» Entries from a dataset:
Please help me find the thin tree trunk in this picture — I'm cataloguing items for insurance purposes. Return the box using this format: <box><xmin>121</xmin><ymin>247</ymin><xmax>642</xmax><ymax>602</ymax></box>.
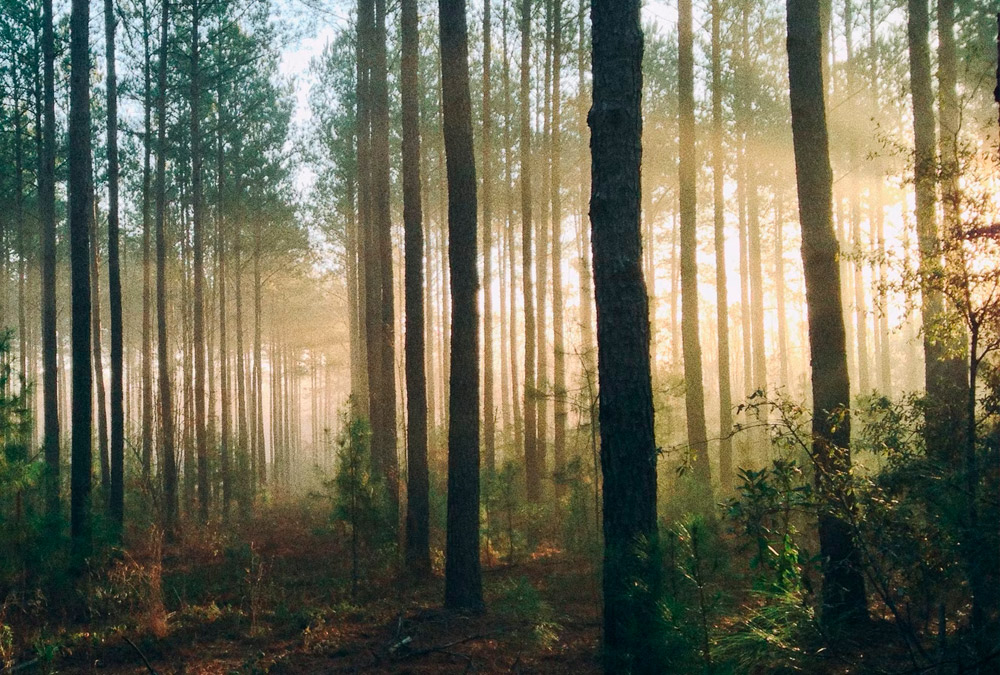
<box><xmin>482</xmin><ymin>0</ymin><xmax>496</xmax><ymax>472</ymax></box>
<box><xmin>69</xmin><ymin>0</ymin><xmax>94</xmax><ymax>575</ymax></box>
<box><xmin>400</xmin><ymin>0</ymin><xmax>431</xmax><ymax>576</ymax></box>
<box><xmin>551</xmin><ymin>0</ymin><xmax>568</xmax><ymax>497</ymax></box>
<box><xmin>104</xmin><ymin>0</ymin><xmax>125</xmax><ymax>539</ymax></box>
<box><xmin>712</xmin><ymin>0</ymin><xmax>733</xmax><ymax>494</ymax></box>
<box><xmin>40</xmin><ymin>0</ymin><xmax>60</xmax><ymax>525</ymax></box>
<box><xmin>677</xmin><ymin>0</ymin><xmax>712</xmax><ymax>492</ymax></box>
<box><xmin>438</xmin><ymin>0</ymin><xmax>483</xmax><ymax>610</ymax></box>
<box><xmin>787</xmin><ymin>0</ymin><xmax>867</xmax><ymax>625</ymax></box>
<box><xmin>90</xmin><ymin>198</ymin><xmax>111</xmax><ymax>494</ymax></box>
<box><xmin>589</xmin><ymin>0</ymin><xmax>661</xmax><ymax>672</ymax></box>
<box><xmin>521</xmin><ymin>0</ymin><xmax>542</xmax><ymax>502</ymax></box>
<box><xmin>188</xmin><ymin>0</ymin><xmax>210</xmax><ymax>522</ymax></box>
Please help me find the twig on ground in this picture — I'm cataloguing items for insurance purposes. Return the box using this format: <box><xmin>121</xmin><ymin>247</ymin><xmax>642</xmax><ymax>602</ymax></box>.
<box><xmin>125</xmin><ymin>637</ymin><xmax>158</xmax><ymax>675</ymax></box>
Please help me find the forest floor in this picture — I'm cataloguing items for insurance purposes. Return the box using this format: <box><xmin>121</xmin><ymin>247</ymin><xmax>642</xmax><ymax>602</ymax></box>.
<box><xmin>19</xmin><ymin>503</ymin><xmax>600</xmax><ymax>675</ymax></box>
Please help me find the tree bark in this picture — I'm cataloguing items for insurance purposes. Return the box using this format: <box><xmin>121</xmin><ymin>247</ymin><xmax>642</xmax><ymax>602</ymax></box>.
<box><xmin>69</xmin><ymin>0</ymin><xmax>93</xmax><ymax>575</ymax></box>
<box><xmin>40</xmin><ymin>0</ymin><xmax>60</xmax><ymax>524</ymax></box>
<box><xmin>156</xmin><ymin>0</ymin><xmax>178</xmax><ymax>539</ymax></box>
<box><xmin>589</xmin><ymin>0</ymin><xmax>660</xmax><ymax>672</ymax></box>
<box><xmin>438</xmin><ymin>0</ymin><xmax>483</xmax><ymax>610</ymax></box>
<box><xmin>104</xmin><ymin>0</ymin><xmax>125</xmax><ymax>540</ymax></box>
<box><xmin>787</xmin><ymin>0</ymin><xmax>867</xmax><ymax>625</ymax></box>
<box><xmin>186</xmin><ymin>0</ymin><xmax>210</xmax><ymax>522</ymax></box>
<box><xmin>400</xmin><ymin>0</ymin><xmax>431</xmax><ymax>576</ymax></box>
<box><xmin>521</xmin><ymin>0</ymin><xmax>542</xmax><ymax>502</ymax></box>
<box><xmin>550</xmin><ymin>0</ymin><xmax>568</xmax><ymax>498</ymax></box>
<box><xmin>90</xmin><ymin>195</ymin><xmax>111</xmax><ymax>496</ymax></box>
<box><xmin>712</xmin><ymin>0</ymin><xmax>733</xmax><ymax>494</ymax></box>
<box><xmin>677</xmin><ymin>0</ymin><xmax>712</xmax><ymax>492</ymax></box>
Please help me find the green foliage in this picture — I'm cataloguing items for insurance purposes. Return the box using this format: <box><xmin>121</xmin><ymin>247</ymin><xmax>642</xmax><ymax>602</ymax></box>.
<box><xmin>483</xmin><ymin>460</ymin><xmax>530</xmax><ymax>564</ymax></box>
<box><xmin>562</xmin><ymin>457</ymin><xmax>601</xmax><ymax>557</ymax></box>
<box><xmin>717</xmin><ymin>590</ymin><xmax>824</xmax><ymax>674</ymax></box>
<box><xmin>728</xmin><ymin>459</ymin><xmax>813</xmax><ymax>591</ymax></box>
<box><xmin>494</xmin><ymin>576</ymin><xmax>562</xmax><ymax>649</ymax></box>
<box><xmin>324</xmin><ymin>406</ymin><xmax>396</xmax><ymax>591</ymax></box>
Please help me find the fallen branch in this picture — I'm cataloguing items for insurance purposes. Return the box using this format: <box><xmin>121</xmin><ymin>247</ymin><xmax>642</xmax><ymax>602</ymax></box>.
<box><xmin>396</xmin><ymin>630</ymin><xmax>504</xmax><ymax>661</ymax></box>
<box><xmin>123</xmin><ymin>636</ymin><xmax>158</xmax><ymax>675</ymax></box>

» DIRECTION: Report each line of the material above that contains the word "tree".

» SOLUTION TO THE EXERCISE:
Please help me find the thin tree trunk in this picture — I'm cataloguing items for insurance purposes. Return the box using this format: <box><xmin>121</xmin><ymin>247</ymin><xmax>642</xmax><ymax>602</ymax></box>.
Please help me find the tree bark in this picture — I'm cataloguing items for insurance purposes. Return the box using this format: <box><xmin>121</xmin><ymin>247</ymin><xmax>642</xmax><ymax>602</ymax></box>.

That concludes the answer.